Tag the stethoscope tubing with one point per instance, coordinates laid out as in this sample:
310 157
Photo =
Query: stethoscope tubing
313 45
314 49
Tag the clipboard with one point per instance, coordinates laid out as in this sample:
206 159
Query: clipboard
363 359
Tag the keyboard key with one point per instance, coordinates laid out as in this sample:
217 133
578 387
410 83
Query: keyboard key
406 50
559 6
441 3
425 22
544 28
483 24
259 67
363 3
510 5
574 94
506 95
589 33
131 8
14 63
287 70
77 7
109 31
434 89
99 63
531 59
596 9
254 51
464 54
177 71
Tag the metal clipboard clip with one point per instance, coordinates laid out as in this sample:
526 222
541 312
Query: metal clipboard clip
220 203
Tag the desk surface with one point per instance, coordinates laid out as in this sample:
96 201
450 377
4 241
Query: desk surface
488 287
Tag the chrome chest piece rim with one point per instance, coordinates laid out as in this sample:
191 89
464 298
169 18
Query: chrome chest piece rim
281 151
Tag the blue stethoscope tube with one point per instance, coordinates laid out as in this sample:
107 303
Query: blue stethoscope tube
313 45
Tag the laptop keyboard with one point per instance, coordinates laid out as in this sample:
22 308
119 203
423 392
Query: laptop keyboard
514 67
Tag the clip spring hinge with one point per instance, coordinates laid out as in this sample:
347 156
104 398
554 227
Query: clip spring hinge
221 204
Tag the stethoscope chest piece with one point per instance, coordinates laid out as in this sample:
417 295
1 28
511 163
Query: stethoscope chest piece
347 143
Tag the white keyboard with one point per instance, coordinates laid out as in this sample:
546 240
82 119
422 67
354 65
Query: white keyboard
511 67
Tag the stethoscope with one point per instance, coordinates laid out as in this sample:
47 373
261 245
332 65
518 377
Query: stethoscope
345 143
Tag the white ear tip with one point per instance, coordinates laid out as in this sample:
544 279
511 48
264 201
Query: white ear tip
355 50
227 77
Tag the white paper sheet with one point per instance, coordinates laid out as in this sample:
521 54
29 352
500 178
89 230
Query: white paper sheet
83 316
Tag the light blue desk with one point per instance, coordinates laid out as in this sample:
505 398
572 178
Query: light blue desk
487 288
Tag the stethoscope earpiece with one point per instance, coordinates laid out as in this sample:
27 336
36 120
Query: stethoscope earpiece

□ □ □

EXERCISE BRIEF = Retype the whole listing above exactly.

TASK RESPONSE =
Tag the stethoscope tubing with one point per instance, coordinates laid out as in this sample:
310 157
Photo =
Query: stethoscope tubing
313 45
314 49
Tag the clipboard with one point per instance, coordinates laid out as in this sample:
206 159
Query: clipboard
363 359
Tag the keyboard key with one point per instance, coordinates laid out as in this sample:
217 133
578 387
410 83
Query: keyboard key
406 50
559 6
441 3
425 22
544 28
483 24
259 67
363 3
510 5
574 94
506 95
589 33
131 8
14 63
287 70
77 7
109 31
434 89
99 63
531 59
596 9
254 51
464 54
177 71
Tag the metal clipboard clip with one point per instance, coordinates laid out as in this sample:
526 222
541 312
Query: metal clipboard clip
220 203
Tag the desk surface with one point per instance, coordinates laid out as in this sample:
96 201
450 377
4 241
Query: desk surface
488 287
Tag the chrome chest piece rim with one point per instance, coordinates laid out as in this sample:
191 89
464 298
169 18
Query: chrome chest piece rim
281 151
Tag the blue stethoscope tube with one point per instance, coordinates laid out as in this sample:
107 303
Query: blue stethoscope tube
313 45
Tag the laptop keyboard with one point per instance, coordinates laid out as in this sample:
22 308
119 203
423 392
Query: laptop keyboard
514 67
Tag the clip spring hinge with one point per instance, coordinates laid out as in this sample:
347 156
104 398
554 227
Query: clip spring hinge
221 204
Tag the stethoscope chest piece with one point per instance, coordinates laid out as in this sample:
417 295
1 28
511 163
Query: stethoscope chest piece
347 143
Tag the white keyboard with one point per instance, coordinates laid out as in this sample:
546 240
82 119
422 67
354 65
Query: white keyboard
511 67
Tag the stethoscope with one point per instance, coordinates laid out as in this sample:
47 373
261 245
332 65
518 377
Query: stethoscope
345 143
Tag the white ear tip with one point per instance, coordinates laid out as in this sample:
544 279
511 48
264 201
Query: white ear tip
355 50
227 77
Tag the white paper sheet with one point per instance, coordinates laid out as in this sample:
521 54
29 352
500 178
89 230
Query: white paper sheet
83 316
Tag the light blue desk with one point per instance, coordinates laid out as in this sample:
505 398
572 178
Query: light blue desk
487 288
Tag the stethoscope earpiece with one point per instance, coordinates laid out as in this sample:
27 336
36 120
Query: stethoscope earpiece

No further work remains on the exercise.